- [Description of the task]:
Turn everything from the start of the records down to the line containing "[[450, 52], [472, 30]]" into a two-column CSV with the columns instruction and points, one row per record. Put the text and its answer each in a single quoted field, replacing line breaks with spaces.
** start of Information provided **
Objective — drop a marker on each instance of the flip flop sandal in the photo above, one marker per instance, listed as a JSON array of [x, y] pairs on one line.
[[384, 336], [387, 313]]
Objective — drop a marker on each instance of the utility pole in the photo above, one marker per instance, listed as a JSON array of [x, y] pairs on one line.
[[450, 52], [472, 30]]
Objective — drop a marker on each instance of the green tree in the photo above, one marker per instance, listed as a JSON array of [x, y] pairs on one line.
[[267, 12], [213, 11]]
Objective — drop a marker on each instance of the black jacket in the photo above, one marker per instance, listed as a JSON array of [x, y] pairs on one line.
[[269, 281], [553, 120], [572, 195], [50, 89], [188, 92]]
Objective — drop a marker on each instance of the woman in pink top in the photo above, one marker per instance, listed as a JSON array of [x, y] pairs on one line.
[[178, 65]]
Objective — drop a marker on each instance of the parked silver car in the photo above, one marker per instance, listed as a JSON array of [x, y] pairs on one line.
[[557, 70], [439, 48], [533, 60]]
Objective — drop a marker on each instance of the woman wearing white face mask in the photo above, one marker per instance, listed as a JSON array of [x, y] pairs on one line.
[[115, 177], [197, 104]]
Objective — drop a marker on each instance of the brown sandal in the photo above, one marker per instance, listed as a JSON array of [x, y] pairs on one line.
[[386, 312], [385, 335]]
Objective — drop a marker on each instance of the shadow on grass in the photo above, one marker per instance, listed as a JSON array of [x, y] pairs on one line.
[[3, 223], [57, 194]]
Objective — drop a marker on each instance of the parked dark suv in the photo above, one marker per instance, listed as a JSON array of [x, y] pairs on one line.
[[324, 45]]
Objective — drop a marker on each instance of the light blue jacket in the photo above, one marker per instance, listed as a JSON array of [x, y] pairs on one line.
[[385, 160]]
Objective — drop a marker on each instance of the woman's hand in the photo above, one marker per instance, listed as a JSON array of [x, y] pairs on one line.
** end of Information provided **
- [Output of the task]:
instruction,points
"Objective — drop a marker on each instance of the flip flop sandal in the photo above, one marker per instance, listed as a JSON array of [x, y] pairs on one line.","[[384, 336], [387, 313]]"
"Objective — drop a marker on each instance of the utility pole in the photo above, one marker per instance, listed as a JSON array of [x, y] pairs on one line.","[[450, 52], [472, 30]]"